*What is needed*: From the material below, pull out each line containing the string "section" and copy those lines unchanged.

— Start of Exercise materials —

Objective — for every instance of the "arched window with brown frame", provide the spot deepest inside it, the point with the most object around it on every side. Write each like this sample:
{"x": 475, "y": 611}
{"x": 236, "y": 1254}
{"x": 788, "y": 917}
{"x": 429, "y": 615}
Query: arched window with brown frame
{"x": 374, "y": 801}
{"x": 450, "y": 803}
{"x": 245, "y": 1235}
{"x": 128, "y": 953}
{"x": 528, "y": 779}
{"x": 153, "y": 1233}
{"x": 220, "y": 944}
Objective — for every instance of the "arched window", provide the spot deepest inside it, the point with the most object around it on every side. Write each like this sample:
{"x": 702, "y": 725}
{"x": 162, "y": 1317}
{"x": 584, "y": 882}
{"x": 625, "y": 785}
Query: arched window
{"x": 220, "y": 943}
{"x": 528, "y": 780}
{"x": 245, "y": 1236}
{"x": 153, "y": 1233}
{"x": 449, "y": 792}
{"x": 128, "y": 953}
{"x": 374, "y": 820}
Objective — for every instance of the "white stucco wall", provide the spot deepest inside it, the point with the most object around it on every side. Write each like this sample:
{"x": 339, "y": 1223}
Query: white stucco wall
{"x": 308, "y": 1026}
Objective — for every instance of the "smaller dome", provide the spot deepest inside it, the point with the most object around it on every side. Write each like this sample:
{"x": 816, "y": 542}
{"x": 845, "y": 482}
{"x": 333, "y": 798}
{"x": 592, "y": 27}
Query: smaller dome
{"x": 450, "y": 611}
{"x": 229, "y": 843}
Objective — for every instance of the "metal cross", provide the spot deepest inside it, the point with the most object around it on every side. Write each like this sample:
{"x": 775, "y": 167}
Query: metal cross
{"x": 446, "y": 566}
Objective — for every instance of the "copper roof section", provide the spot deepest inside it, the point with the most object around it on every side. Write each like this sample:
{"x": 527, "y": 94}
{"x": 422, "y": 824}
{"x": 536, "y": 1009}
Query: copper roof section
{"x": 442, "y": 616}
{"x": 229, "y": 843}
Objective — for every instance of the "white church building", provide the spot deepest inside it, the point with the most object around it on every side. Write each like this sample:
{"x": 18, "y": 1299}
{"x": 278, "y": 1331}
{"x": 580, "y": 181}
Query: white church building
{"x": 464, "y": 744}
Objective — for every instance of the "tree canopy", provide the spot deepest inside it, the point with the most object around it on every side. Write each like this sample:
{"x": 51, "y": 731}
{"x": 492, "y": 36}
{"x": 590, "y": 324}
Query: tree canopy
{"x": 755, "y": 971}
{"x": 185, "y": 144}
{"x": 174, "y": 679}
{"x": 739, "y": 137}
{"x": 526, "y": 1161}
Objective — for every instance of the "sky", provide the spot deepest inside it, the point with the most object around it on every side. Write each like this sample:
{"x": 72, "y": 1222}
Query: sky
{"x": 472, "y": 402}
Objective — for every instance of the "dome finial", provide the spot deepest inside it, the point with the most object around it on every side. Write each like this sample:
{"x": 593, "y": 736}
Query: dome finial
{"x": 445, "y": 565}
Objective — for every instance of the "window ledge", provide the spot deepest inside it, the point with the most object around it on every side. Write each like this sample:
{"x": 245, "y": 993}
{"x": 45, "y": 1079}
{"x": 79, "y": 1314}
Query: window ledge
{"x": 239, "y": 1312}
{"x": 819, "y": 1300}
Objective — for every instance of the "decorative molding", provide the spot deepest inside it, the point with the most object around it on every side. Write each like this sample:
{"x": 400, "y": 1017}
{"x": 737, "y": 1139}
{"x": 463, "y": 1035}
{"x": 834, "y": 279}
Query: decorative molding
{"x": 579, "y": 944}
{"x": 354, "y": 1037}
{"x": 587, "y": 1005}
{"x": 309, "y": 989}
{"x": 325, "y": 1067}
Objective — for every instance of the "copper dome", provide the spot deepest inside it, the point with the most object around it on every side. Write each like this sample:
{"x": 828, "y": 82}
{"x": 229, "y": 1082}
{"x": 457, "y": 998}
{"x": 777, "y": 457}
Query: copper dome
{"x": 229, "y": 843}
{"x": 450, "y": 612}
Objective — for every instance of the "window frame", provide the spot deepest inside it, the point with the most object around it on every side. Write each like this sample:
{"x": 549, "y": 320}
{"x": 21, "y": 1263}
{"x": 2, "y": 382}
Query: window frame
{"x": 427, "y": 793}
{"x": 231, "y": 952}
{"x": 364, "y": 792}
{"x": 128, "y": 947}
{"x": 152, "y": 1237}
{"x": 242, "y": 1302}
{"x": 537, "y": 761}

— End of Exercise materials —

*Response to the exercise*:
Objective — for every instance of the "copper roof section", provide the spot deepest inside it, the point with the most object around it on every side. Write each like this sample:
Query: copper roof section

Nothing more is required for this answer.